[Stored records]
------------------------------------
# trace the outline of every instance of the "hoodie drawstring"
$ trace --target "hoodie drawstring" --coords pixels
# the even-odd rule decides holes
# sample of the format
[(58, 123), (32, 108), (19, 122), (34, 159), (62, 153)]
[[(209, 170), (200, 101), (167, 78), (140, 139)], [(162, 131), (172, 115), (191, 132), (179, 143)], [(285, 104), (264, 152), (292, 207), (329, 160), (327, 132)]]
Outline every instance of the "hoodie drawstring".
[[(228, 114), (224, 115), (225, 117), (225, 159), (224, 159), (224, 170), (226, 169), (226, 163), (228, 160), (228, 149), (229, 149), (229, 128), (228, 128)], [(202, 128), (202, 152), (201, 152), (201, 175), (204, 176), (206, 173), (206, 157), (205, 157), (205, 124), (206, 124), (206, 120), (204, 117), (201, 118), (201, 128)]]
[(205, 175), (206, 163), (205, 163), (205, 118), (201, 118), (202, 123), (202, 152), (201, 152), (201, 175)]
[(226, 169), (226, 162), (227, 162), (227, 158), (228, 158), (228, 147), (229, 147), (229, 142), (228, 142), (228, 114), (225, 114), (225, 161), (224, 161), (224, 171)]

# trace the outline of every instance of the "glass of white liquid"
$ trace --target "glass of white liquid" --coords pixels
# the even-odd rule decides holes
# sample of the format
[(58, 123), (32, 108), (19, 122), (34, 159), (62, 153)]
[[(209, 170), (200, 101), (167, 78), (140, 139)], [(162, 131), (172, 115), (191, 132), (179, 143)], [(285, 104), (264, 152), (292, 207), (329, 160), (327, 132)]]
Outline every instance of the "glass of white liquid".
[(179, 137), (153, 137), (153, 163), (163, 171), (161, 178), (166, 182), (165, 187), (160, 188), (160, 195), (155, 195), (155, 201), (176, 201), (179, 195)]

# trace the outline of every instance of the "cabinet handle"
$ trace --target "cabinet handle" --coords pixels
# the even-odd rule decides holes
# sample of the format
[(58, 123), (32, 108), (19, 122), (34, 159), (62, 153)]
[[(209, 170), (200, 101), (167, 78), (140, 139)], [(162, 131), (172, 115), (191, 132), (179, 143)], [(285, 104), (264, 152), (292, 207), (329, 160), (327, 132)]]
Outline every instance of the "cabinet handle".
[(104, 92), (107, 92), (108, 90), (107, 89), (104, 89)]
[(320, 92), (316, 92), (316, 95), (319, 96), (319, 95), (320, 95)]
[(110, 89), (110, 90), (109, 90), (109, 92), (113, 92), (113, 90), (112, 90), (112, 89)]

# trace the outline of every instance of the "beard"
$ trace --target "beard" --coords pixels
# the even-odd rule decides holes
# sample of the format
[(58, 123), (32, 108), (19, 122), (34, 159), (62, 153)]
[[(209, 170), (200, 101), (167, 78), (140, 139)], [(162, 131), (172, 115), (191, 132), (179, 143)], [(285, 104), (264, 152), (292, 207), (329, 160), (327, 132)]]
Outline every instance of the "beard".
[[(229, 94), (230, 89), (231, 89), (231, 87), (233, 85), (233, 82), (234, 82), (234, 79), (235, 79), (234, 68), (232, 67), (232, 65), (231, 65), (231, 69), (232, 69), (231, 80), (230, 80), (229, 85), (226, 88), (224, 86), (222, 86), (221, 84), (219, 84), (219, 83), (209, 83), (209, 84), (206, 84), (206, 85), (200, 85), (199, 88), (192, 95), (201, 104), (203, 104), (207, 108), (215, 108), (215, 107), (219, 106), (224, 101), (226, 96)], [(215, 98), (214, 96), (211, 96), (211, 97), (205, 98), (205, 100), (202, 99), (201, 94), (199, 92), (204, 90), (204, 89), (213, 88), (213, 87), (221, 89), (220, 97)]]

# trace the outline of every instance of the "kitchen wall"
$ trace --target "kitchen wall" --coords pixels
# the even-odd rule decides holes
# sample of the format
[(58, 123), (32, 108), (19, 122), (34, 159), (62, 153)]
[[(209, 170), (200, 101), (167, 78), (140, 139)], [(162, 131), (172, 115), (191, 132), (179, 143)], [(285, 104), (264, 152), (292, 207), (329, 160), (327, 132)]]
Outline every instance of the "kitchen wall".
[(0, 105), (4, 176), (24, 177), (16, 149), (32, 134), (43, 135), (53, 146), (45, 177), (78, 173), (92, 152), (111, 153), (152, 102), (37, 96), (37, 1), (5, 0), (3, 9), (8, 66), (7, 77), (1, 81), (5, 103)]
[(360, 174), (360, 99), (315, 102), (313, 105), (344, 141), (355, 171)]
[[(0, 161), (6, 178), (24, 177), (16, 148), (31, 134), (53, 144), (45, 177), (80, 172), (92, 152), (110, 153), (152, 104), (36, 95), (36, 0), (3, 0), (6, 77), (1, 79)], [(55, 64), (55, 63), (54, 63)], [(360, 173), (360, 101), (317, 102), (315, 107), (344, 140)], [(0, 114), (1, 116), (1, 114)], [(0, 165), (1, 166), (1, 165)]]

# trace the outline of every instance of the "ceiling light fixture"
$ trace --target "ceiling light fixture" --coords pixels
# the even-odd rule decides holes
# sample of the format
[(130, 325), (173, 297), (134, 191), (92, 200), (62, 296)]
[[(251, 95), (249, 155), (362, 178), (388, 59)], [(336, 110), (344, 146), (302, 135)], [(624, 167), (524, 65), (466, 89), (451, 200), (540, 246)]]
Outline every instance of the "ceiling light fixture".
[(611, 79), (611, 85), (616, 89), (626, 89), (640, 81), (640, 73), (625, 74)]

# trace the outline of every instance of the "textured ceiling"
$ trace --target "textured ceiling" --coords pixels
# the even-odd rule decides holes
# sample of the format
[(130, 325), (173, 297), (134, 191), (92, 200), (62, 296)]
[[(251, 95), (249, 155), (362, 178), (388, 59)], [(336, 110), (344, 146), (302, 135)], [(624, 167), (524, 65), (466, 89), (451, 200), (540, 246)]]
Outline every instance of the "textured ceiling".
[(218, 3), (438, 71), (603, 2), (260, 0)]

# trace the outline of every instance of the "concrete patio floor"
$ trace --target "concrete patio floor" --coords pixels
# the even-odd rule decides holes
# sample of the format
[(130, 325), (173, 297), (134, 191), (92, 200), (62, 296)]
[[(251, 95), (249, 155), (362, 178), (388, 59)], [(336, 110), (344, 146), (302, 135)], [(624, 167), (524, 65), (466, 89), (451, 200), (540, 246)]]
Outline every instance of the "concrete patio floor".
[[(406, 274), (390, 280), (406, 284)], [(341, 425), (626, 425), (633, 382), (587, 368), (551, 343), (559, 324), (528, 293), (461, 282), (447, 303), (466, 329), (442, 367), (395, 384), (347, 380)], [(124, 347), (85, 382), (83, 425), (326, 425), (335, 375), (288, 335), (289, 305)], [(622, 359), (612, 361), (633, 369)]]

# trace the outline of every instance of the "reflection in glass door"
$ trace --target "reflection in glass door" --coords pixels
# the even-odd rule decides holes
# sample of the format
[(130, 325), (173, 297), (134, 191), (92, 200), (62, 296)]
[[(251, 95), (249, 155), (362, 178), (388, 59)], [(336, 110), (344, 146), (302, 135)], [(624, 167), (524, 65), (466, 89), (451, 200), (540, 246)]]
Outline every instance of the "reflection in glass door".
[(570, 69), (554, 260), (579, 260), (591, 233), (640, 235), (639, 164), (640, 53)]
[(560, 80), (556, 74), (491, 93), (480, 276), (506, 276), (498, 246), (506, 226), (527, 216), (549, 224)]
------------------------------------
Would you retype all of the data exactly as shown?

Answer section:
# trace the outline of every instance of the "hoodie drawstring"
$ trace --target "hoodie drawstring" --coords pixels
# the even-odd rule decides holes
# sample of the format
[(58, 123), (32, 108), (19, 122), (34, 159), (62, 153)]
[[(209, 170), (200, 101), (167, 78), (140, 139)], [(162, 131), (172, 115), (191, 132), (179, 143)], [(285, 104), (264, 152), (292, 207), (329, 160), (327, 132)]]
Outline every instance of the "hoodie drawstring".
[[(228, 114), (224, 115), (225, 117), (225, 159), (224, 159), (224, 170), (226, 169), (226, 163), (228, 160), (228, 149), (229, 149), (229, 128), (228, 128)], [(202, 128), (202, 152), (201, 152), (201, 175), (204, 176), (206, 173), (206, 157), (205, 157), (205, 124), (206, 124), (206, 120), (204, 117), (201, 118), (201, 128)]]
[(205, 175), (206, 163), (205, 163), (205, 118), (201, 118), (202, 123), (202, 152), (201, 152), (201, 175)]
[(226, 169), (226, 162), (227, 162), (227, 158), (228, 158), (228, 147), (229, 147), (229, 142), (228, 142), (228, 114), (225, 114), (225, 161), (224, 161), (224, 171)]

# trace the outline of every instance of the "glass of white liquid"
$ trace --target "glass of white liquid" --coords pixels
# the even-odd rule decides holes
# sample of the format
[(58, 123), (32, 108), (19, 122), (34, 159), (62, 153)]
[[(209, 170), (200, 101), (167, 78), (140, 139)], [(162, 131), (172, 115), (191, 132), (179, 143)], [(285, 104), (264, 152), (292, 207), (329, 160), (327, 132)]]
Outline every instance of the "glass of white liquid".
[(179, 137), (153, 137), (153, 163), (163, 171), (161, 178), (166, 182), (165, 187), (160, 188), (160, 195), (155, 195), (155, 201), (176, 201), (179, 195)]

# trace the outline of every instance of the "cabinet handle"
$ trace --target "cabinet handle" --coords pixels
# the even-odd rule decides holes
# sample of the format
[(58, 123), (32, 108), (19, 122), (34, 159), (62, 153)]
[[(209, 170), (200, 101), (167, 78), (140, 139)], [(162, 131), (172, 115), (191, 132), (179, 143)], [(285, 104), (264, 152), (292, 207), (329, 160), (327, 132)]]
Outline every instance of the "cabinet handle".
[(104, 92), (107, 92), (108, 90), (107, 89), (104, 89)]
[(320, 92), (316, 92), (316, 95), (319, 96), (319, 95), (320, 95)]
[(110, 89), (110, 90), (109, 90), (109, 92), (113, 92), (113, 90), (112, 90), (112, 89)]

# trace the outline of every instance of the "beard"
$ trace --target "beard" --coords pixels
# the even-odd rule decides holes
# sample of the format
[(58, 123), (32, 108), (19, 122), (34, 159), (62, 153)]
[[(209, 170), (200, 101), (167, 78), (140, 139)], [(162, 131), (172, 115), (191, 132), (179, 143)], [(285, 104), (264, 152), (292, 207), (329, 160), (327, 132)]]
Outline every instance of the "beard".
[[(229, 94), (230, 89), (231, 89), (231, 87), (233, 85), (233, 82), (234, 82), (234, 79), (235, 79), (234, 68), (232, 67), (232, 65), (231, 65), (231, 69), (232, 69), (231, 80), (230, 80), (229, 85), (226, 88), (224, 86), (222, 86), (221, 84), (219, 84), (219, 83), (209, 83), (209, 84), (206, 84), (206, 85), (200, 85), (199, 88), (192, 95), (201, 104), (203, 104), (207, 108), (215, 108), (215, 107), (219, 106), (224, 101), (226, 96)], [(215, 98), (214, 96), (211, 96), (211, 97), (205, 98), (205, 100), (202, 99), (201, 94), (199, 92), (204, 90), (204, 89), (213, 88), (213, 87), (221, 89), (220, 97)]]

# trace the outline of every instance of the "kitchen wall"
$ trace --target "kitchen wall" --coords pixels
# the even-odd rule decides holes
# sample of the format
[(58, 123), (32, 108), (19, 122), (34, 159), (62, 153)]
[[(209, 170), (200, 101), (167, 78), (140, 139)], [(162, 131), (172, 115), (191, 132), (179, 143)], [(285, 104), (264, 152), (292, 207), (329, 160), (327, 132)]]
Outline every instance of the "kitchen wall".
[(0, 105), (4, 176), (24, 177), (16, 149), (32, 134), (43, 135), (53, 146), (45, 177), (78, 173), (92, 152), (111, 153), (152, 102), (37, 96), (37, 1), (5, 0), (3, 9), (8, 66), (7, 77), (1, 81), (5, 103)]
[(360, 174), (360, 99), (315, 102), (313, 105), (344, 141), (355, 171)]
[[(0, 161), (6, 178), (24, 177), (16, 148), (31, 134), (53, 144), (45, 177), (80, 172), (92, 152), (110, 153), (152, 104), (36, 95), (36, 0), (3, 0), (6, 77), (1, 79)], [(55, 64), (55, 63), (54, 63)], [(360, 173), (360, 101), (317, 102), (315, 107), (344, 140)], [(0, 114), (1, 116), (1, 114)], [(0, 165), (1, 166), (1, 165)]]

# trace the outline of every instance of the "ceiling light fixture"
$ trace --target "ceiling light fixture" --coords pixels
# the even-odd rule decides holes
# sample of the format
[(130, 325), (173, 297), (134, 191), (92, 200), (62, 296)]
[[(251, 95), (249, 155), (362, 178), (388, 59)], [(336, 110), (344, 146), (302, 135)], [(624, 167), (524, 65), (466, 89), (451, 200), (540, 246)]]
Outline every instance of the "ceiling light fixture".
[(611, 79), (611, 85), (616, 89), (626, 89), (640, 81), (640, 73), (625, 74)]

# trace the outline of every instance of the "textured ceiling"
$ trace --target "textured ceiling" --coords pixels
# the even-odd rule decides holes
# sample of the format
[(130, 325), (173, 297), (134, 191), (92, 200), (62, 296)]
[[(251, 95), (249, 155), (362, 178), (388, 59)], [(336, 110), (344, 146), (302, 135)], [(624, 167), (524, 65), (466, 89), (451, 200), (540, 246)]]
Outline every instance of the "textured ceiling".
[(218, 3), (438, 71), (603, 2), (260, 0)]

# trace the outline of every instance of the "concrete patio floor"
$ trace --target "concrete patio floor" --coords pixels
# the even-odd rule decides holes
# sample of the format
[(130, 325), (173, 297), (134, 191), (92, 200), (62, 296)]
[[(251, 95), (249, 155), (362, 178), (388, 59)], [(336, 110), (344, 146), (302, 135)], [(624, 167), (524, 65), (466, 89), (451, 200), (540, 246)]]
Outline every instance of the "concrete patio floor".
[[(406, 274), (390, 280), (406, 284)], [(341, 425), (626, 425), (633, 382), (587, 368), (551, 343), (559, 324), (528, 293), (461, 282), (447, 303), (466, 329), (442, 367), (395, 384), (347, 380)], [(124, 347), (85, 382), (83, 425), (326, 425), (335, 375), (288, 335), (289, 305)], [(622, 359), (612, 361), (633, 369)]]

# trace the outline of every instance of the "reflection in glass door"
$ trace --target "reflection in glass door" --coords pixels
# the even-odd rule decides holes
# sample of the format
[(130, 325), (173, 297), (134, 191), (92, 200), (62, 296)]
[[(251, 95), (249, 155), (362, 178), (388, 59)], [(336, 110), (344, 146), (302, 135)], [(624, 167), (524, 65), (466, 89), (451, 200), (540, 246)]]
Outline every instance of the "reflection in glass door".
[(570, 69), (554, 260), (579, 260), (591, 233), (640, 235), (639, 164), (640, 53)]
[(560, 80), (556, 74), (491, 93), (480, 276), (506, 276), (498, 246), (506, 226), (527, 216), (549, 224)]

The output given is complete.